### STATED TASK
Return every line of the records below as a JSON list of strings, one string per line, with blank lines omitted. Leave the pictures out.

### PROVIDED ENTRIES
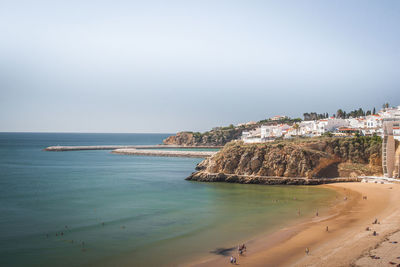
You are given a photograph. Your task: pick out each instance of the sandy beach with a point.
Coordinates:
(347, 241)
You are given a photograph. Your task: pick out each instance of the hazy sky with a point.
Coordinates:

### REPLY
[
  "You are given a photograph. Your task: pick out each instance of the sandy beach with a point.",
  "Coordinates:",
  "(347, 241)",
  "You are given a photograph. Your task: pick out each instance of the hazy sky with a point.",
  "Coordinates:"
]